#### [Given records]
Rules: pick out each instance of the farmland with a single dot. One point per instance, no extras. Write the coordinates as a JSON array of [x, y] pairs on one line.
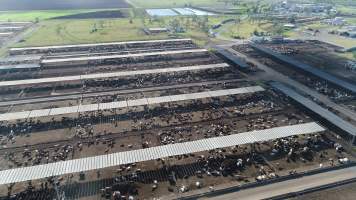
[[60, 5], [56, 32]]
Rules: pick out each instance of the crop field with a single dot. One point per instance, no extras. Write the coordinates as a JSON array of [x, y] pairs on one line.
[[59, 5], [172, 3], [57, 32]]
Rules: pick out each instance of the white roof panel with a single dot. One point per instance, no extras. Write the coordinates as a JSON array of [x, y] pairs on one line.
[[137, 102], [123, 104], [97, 162]]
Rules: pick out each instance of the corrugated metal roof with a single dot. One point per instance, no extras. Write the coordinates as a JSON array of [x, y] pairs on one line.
[[103, 161], [315, 71], [96, 58], [326, 114], [128, 103], [110, 75]]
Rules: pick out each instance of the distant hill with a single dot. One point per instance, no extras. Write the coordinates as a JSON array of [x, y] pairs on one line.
[[6, 5]]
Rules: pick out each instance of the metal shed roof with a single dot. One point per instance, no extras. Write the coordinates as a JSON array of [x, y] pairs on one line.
[[315, 71], [326, 114], [109, 75], [128, 103], [120, 158], [107, 57]]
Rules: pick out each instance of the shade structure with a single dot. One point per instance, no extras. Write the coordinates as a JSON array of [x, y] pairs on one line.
[[140, 155], [58, 61], [68, 47], [126, 103], [110, 75]]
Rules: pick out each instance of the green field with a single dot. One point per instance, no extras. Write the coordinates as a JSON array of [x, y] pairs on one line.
[[57, 32], [40, 15], [173, 3], [244, 29]]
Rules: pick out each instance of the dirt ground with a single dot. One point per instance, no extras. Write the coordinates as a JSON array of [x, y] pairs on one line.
[[344, 192]]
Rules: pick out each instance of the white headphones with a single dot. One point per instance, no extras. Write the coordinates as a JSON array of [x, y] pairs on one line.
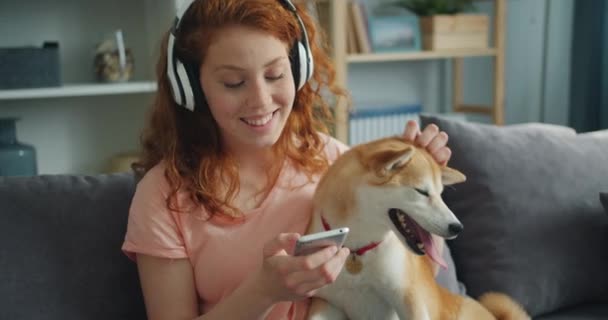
[[184, 78]]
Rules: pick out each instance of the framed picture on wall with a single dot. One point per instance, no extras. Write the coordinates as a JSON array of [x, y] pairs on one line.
[[395, 33]]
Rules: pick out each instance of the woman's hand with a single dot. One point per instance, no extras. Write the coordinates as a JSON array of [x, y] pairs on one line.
[[284, 277], [433, 140]]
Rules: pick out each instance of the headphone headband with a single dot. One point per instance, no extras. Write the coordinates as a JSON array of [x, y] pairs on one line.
[[185, 85]]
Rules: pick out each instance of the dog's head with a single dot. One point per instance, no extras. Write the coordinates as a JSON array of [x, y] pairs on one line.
[[397, 187]]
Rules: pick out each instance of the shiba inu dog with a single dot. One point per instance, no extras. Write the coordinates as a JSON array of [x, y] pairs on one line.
[[388, 193]]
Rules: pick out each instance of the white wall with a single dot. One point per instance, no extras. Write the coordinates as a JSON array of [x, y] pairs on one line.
[[81, 134], [78, 135]]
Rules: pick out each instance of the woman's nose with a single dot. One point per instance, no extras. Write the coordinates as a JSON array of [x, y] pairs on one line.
[[259, 94]]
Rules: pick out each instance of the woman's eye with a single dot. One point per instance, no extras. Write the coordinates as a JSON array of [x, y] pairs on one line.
[[274, 78], [233, 85], [422, 192]]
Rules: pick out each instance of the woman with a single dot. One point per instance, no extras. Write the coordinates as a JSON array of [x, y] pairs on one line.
[[233, 150]]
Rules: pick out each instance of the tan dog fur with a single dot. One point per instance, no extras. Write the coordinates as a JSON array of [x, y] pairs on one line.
[[395, 283]]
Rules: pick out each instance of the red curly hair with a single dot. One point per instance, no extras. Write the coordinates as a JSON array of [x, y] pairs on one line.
[[189, 144]]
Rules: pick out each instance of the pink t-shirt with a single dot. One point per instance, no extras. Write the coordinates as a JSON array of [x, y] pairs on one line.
[[222, 251]]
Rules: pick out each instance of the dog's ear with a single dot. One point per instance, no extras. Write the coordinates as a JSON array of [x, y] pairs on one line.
[[451, 176], [397, 159]]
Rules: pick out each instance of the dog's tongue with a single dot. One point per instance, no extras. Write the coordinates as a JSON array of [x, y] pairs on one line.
[[431, 249]]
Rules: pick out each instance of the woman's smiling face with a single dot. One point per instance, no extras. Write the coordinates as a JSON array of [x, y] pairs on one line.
[[247, 80]]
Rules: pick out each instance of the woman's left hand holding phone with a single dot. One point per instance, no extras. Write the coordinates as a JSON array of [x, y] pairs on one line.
[[284, 277]]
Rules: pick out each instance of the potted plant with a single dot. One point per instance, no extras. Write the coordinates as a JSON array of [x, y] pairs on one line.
[[444, 25]]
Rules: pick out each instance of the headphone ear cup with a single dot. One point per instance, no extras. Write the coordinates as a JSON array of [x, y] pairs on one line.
[[296, 69], [185, 84], [195, 86]]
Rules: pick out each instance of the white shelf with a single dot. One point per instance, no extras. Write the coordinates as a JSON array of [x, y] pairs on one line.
[[76, 90], [419, 55]]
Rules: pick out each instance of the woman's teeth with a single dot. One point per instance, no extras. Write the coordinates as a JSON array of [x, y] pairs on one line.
[[259, 121]]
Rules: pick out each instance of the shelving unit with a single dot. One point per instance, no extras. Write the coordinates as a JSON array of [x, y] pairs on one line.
[[79, 90], [338, 16], [79, 127]]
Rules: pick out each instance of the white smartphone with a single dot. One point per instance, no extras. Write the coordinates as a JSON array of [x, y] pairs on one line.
[[310, 243]]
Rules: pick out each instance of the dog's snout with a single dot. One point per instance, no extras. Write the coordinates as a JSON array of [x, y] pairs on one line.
[[455, 228]]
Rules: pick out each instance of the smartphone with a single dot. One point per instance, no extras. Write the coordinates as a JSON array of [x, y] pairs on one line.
[[310, 243]]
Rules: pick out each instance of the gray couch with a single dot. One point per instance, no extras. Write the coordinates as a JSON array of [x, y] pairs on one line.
[[61, 235]]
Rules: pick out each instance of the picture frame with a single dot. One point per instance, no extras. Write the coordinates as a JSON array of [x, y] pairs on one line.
[[395, 33]]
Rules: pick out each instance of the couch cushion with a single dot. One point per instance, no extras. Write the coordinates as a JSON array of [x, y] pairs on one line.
[[60, 255], [534, 226], [585, 312]]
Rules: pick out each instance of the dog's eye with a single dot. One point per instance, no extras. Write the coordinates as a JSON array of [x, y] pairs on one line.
[[422, 192]]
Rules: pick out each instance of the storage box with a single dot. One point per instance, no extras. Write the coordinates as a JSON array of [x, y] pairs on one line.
[[30, 67], [460, 31]]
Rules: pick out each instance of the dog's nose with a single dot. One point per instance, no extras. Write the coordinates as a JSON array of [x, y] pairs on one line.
[[455, 228]]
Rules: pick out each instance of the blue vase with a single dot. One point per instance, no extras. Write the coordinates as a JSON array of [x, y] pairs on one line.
[[16, 159]]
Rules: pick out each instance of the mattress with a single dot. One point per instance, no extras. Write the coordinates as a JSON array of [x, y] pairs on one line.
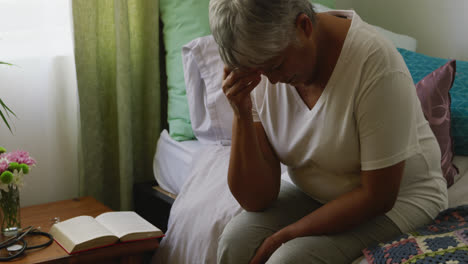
[[172, 161]]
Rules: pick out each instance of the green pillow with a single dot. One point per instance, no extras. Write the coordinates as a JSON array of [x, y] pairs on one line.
[[183, 21]]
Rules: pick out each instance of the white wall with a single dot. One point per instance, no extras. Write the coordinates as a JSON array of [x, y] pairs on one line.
[[441, 27], [36, 36]]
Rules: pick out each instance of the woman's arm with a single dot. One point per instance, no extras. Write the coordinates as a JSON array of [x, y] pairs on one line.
[[254, 174], [375, 196]]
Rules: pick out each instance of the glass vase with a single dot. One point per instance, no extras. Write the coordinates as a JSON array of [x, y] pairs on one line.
[[10, 213]]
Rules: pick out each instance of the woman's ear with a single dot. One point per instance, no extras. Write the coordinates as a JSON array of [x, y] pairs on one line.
[[304, 25]]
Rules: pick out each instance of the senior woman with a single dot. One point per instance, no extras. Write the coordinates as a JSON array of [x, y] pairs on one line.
[[329, 97]]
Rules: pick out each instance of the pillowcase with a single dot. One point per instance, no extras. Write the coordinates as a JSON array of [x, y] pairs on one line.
[[433, 92], [183, 20], [210, 111], [421, 65]]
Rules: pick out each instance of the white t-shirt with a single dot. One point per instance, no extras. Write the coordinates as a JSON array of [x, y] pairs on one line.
[[368, 117]]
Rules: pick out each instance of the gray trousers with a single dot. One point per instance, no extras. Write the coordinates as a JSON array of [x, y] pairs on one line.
[[245, 233]]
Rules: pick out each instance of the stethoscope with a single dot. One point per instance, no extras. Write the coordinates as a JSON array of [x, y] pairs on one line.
[[16, 245]]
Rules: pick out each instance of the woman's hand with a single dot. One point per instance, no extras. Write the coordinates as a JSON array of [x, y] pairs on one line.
[[269, 246], [237, 86]]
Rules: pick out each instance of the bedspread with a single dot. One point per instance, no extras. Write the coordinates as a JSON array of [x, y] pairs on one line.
[[444, 241]]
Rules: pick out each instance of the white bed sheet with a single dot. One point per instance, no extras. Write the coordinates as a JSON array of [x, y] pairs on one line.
[[199, 174], [172, 161]]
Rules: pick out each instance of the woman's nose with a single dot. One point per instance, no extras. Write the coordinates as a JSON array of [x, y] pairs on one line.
[[273, 78]]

#### [What to produce]
What the answer should hold is an exact copy of each line from the one containing "Rules: pick out each instance of the gray trousers" to the final line of the listing above.

#### [Result of the exercise]
Rules: pick out each instance of the gray trousers with a single dot. One point per instance, no extras. Write the coordinates as a JSON array of [x, y] pairs on one line.
[[245, 233]]
Rules: pick out each instance of the stethoscope with a single dot. One point per instance, no extras. Write the coordinates as a JSON array of [x, y] pairs on one line.
[[16, 245]]
Rules: pick out each instance of the woman's hand with a single dot. One point per instance, no extras. Write the coordinates as a JSON array of [x, y] pairs on one line.
[[269, 246], [237, 86]]
Rules: pick out each instance of the bedspread with a single dot. One point per instance, no extras. Write the coordinates as a JSON array of [x, y] pairs on one line.
[[444, 241]]
Rules: pick out each instance of the white bed sheet with a single dot. One point per instance, no extras. Write the coordinates as a JSON array of [x, y] pairs on one line.
[[199, 174], [172, 161]]
Rules: pick out each instance of the woman's nose with a single dot. One point per instance, no extras. Write the coordinates as a JSON array of [x, y] pairs on one line.
[[273, 78]]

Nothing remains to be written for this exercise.